Data:

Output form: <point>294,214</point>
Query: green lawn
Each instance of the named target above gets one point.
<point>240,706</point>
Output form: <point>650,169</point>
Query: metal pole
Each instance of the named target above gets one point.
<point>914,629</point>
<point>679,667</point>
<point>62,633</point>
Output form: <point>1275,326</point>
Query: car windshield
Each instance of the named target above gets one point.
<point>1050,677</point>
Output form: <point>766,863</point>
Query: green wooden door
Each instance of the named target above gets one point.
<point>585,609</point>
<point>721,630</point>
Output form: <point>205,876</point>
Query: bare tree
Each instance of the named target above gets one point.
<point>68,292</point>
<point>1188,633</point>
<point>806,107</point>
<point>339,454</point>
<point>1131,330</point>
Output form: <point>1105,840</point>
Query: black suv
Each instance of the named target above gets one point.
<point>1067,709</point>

What to produce: Print the listing above in full, exactly as it is.

Correct result:
Output form: <point>294,214</point>
Query: green lawn
Each instance of the named target above gets one point.
<point>240,706</point>
Output form: <point>650,169</point>
Query: metal pole
Each instance of the named target above gets one point.
<point>914,629</point>
<point>679,667</point>
<point>62,633</point>
Output form: <point>1275,326</point>
Query: car windshield
Each instance of the named target above gets one point.
<point>1050,677</point>
Output form: <point>766,863</point>
Query: green wooden door
Each instance of the named target above gets one point.
<point>585,609</point>
<point>721,630</point>
Output form: <point>205,876</point>
Query: bare tree
Each instance of the named target above gets one point.
<point>68,292</point>
<point>1188,633</point>
<point>806,107</point>
<point>339,454</point>
<point>1131,330</point>
Output form: <point>1105,840</point>
Query: black suv
Each instance of the named target above gets one point.
<point>1067,709</point>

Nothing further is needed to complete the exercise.